* Task objective:
Set down, word for word, the lines below from the one containing "job: trace every instance of the twig" down to the one containing "63), (0, 62)]", including both of those lines.

* Material for this task:
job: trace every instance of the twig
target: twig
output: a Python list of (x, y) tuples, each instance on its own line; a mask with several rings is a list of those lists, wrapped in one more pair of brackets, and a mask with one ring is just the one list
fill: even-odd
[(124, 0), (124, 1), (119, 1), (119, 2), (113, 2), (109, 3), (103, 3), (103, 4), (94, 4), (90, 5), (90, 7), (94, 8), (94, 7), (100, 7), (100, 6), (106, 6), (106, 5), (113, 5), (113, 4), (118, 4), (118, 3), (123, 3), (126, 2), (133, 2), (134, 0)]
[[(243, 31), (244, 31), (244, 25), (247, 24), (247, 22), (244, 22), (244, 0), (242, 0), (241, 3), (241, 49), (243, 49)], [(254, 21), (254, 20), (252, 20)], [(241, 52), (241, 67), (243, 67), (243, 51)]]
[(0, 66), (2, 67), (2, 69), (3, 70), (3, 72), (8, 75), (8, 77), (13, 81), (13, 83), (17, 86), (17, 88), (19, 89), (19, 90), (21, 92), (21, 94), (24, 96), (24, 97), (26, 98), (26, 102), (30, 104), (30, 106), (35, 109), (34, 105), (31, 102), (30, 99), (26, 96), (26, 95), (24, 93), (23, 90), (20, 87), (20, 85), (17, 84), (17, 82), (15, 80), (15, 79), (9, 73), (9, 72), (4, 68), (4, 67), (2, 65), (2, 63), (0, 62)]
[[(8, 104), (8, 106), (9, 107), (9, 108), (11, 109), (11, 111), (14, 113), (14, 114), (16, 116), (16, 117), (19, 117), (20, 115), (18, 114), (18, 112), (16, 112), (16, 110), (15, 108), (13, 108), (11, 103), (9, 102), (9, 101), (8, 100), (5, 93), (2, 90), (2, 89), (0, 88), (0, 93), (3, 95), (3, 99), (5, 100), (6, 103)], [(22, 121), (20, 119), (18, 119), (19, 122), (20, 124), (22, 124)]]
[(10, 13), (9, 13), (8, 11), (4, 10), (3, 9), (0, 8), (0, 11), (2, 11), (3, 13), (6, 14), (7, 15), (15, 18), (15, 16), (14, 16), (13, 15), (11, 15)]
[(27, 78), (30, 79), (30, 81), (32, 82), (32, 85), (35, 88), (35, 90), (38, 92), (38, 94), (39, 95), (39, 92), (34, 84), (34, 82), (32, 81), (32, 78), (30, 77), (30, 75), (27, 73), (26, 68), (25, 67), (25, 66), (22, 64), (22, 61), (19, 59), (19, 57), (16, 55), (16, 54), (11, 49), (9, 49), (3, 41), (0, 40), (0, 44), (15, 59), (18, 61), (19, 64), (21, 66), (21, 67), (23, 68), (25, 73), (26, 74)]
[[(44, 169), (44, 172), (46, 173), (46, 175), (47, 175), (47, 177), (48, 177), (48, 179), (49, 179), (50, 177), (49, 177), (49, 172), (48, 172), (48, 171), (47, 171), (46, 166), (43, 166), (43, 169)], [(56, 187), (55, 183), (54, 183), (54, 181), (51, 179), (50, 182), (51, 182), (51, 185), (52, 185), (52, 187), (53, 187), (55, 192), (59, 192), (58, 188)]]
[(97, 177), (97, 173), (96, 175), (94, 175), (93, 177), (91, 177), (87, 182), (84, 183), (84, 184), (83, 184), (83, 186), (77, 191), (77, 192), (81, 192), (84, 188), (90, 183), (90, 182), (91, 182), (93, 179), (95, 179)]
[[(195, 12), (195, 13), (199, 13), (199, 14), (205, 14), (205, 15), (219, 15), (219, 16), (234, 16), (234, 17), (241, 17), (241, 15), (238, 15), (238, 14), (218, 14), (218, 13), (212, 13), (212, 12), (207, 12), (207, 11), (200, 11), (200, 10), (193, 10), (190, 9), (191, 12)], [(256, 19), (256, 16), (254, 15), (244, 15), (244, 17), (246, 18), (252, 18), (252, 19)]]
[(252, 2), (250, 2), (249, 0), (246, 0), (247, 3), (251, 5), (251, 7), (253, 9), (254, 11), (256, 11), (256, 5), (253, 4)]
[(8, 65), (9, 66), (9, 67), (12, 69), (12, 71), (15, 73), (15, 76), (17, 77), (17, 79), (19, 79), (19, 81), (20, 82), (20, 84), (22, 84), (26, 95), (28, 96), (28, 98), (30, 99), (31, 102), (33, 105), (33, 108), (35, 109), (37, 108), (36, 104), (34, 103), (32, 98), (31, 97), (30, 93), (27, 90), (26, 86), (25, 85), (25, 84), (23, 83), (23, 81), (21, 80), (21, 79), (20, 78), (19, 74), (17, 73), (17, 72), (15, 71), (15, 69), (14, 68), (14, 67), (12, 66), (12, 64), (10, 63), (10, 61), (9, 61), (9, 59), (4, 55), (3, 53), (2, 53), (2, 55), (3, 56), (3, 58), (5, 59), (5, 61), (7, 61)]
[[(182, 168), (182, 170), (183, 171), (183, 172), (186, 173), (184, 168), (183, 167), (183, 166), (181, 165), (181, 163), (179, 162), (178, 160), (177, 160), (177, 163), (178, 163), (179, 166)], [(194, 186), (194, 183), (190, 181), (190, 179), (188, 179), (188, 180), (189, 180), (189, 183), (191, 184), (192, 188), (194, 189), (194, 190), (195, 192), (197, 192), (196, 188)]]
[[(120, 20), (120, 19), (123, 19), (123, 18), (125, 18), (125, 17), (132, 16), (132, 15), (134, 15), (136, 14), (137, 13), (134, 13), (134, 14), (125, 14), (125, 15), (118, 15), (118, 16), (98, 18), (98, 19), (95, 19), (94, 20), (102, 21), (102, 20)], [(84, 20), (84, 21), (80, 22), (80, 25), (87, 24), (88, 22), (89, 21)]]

---

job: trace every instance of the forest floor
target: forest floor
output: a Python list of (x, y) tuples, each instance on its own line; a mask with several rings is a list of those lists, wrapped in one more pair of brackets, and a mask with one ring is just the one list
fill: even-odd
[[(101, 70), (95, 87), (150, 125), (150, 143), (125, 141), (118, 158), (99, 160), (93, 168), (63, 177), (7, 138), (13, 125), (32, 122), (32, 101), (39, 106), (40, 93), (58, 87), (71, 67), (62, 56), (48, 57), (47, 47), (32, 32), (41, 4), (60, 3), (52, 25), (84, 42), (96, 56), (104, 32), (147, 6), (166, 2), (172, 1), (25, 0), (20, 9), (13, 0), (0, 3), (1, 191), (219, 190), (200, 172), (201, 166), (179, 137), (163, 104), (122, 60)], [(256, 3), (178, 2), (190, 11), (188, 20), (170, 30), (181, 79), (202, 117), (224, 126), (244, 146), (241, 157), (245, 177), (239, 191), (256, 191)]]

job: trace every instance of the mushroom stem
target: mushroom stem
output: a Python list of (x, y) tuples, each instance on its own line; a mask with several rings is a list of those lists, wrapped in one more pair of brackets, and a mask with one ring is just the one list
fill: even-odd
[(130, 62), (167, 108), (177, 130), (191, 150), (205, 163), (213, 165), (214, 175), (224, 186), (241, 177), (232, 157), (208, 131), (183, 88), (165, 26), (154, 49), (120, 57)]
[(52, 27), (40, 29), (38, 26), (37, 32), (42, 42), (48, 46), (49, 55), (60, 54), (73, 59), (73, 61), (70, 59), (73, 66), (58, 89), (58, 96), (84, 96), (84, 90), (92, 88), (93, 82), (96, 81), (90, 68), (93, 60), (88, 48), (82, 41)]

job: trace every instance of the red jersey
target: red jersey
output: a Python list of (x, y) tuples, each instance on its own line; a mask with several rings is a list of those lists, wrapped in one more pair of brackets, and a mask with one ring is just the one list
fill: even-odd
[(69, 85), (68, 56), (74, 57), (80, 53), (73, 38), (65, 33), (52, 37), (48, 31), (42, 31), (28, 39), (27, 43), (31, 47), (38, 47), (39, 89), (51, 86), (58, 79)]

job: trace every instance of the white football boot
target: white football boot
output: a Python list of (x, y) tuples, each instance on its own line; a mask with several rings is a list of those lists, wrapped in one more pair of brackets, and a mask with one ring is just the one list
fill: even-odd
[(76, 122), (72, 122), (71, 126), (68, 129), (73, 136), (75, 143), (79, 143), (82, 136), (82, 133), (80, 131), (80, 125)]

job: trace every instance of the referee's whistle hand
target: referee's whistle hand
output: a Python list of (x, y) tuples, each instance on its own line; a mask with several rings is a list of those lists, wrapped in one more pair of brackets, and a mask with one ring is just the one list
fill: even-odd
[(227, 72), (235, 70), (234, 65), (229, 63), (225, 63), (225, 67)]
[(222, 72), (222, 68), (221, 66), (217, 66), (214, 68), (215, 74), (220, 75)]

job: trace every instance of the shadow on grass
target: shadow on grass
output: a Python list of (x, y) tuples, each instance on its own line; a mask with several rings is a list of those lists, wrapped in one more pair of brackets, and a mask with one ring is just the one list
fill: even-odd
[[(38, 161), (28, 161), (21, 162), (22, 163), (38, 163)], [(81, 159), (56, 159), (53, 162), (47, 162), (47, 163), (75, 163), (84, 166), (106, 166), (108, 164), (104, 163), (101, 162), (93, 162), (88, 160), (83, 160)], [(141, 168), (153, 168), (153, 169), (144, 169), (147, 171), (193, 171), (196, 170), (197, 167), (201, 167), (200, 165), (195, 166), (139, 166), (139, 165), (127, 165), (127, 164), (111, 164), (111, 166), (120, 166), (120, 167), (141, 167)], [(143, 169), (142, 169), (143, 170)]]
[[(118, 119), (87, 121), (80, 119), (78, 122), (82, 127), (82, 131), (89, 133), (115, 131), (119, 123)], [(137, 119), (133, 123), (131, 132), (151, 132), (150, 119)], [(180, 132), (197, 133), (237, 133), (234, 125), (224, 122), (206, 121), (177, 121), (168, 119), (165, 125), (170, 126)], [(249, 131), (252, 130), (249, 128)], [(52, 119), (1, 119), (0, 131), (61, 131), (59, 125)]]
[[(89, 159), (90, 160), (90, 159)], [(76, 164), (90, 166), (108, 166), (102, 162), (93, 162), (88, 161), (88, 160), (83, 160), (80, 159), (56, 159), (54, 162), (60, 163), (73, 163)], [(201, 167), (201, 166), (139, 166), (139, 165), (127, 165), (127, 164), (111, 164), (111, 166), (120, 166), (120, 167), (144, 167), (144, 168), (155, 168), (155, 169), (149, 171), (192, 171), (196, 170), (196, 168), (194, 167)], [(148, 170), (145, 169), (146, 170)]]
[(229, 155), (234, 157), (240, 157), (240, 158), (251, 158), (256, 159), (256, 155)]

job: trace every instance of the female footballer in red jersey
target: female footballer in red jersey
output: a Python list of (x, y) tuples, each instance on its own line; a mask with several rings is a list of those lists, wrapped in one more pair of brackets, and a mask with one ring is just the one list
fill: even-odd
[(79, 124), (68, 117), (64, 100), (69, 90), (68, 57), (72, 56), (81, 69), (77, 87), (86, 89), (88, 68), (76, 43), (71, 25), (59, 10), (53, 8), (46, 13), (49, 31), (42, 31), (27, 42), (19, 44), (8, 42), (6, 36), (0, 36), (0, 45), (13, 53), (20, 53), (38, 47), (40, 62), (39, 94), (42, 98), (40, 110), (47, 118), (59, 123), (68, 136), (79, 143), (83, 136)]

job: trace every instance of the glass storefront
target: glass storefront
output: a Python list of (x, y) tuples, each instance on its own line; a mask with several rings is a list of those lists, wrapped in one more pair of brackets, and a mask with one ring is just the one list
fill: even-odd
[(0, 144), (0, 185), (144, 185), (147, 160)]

==

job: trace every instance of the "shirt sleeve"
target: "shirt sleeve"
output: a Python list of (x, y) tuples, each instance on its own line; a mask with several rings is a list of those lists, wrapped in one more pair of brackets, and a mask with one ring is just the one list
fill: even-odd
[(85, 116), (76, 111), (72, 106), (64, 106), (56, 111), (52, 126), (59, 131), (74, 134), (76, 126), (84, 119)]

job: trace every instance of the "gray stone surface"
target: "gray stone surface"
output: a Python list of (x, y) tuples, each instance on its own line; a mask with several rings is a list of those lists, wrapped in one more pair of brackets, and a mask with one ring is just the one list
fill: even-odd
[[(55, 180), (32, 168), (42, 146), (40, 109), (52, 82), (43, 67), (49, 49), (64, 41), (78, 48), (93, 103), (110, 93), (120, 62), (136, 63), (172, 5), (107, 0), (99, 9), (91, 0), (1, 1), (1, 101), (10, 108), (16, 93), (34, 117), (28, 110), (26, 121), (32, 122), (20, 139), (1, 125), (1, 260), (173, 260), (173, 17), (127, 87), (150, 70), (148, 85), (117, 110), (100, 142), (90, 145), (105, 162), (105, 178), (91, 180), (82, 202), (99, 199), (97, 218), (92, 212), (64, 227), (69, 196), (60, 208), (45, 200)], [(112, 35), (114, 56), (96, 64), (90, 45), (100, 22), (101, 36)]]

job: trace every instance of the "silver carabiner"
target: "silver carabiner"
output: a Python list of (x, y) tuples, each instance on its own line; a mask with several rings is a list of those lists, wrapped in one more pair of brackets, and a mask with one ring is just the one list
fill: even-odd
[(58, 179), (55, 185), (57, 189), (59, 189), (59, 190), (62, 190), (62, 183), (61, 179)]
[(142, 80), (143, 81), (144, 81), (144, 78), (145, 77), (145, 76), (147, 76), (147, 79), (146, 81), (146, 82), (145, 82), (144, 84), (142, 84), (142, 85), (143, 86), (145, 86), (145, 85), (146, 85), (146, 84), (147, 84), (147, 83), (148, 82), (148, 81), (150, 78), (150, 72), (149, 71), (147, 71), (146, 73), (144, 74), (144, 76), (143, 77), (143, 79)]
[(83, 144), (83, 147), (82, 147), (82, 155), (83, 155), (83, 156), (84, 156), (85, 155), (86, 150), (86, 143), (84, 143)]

* Task solution:
job: trace every instance of the twig
target: twig
output: a Python list of (x, y) tuples, each instance on its own line; a mask with several rings is a list of those lists, wrapped in one more pair of brackets, and a mask with one ring is just the one list
fill: even-odd
[(124, 0), (124, 1), (119, 1), (119, 2), (113, 2), (109, 3), (103, 3), (103, 4), (94, 4), (90, 5), (90, 7), (94, 8), (94, 7), (100, 7), (100, 6), (106, 6), (106, 5), (113, 5), (113, 4), (118, 4), (118, 3), (123, 3), (126, 2), (133, 2), (134, 0)]
[[(243, 31), (244, 31), (244, 25), (247, 24), (247, 22), (244, 22), (244, 0), (242, 0), (241, 3), (241, 49), (243, 49)], [(254, 21), (254, 20), (252, 20)], [(241, 52), (241, 67), (243, 67), (243, 51)]]
[(0, 66), (2, 67), (2, 69), (3, 70), (3, 72), (8, 75), (8, 77), (13, 81), (13, 83), (17, 86), (17, 88), (19, 89), (19, 90), (21, 92), (21, 94), (24, 96), (24, 97), (26, 98), (26, 102), (30, 104), (30, 106), (35, 109), (34, 105), (31, 102), (30, 99), (26, 96), (26, 95), (24, 93), (23, 90), (20, 87), (20, 85), (17, 84), (17, 82), (15, 80), (15, 79), (9, 73), (9, 72), (4, 68), (4, 67), (2, 65), (2, 63), (0, 62)]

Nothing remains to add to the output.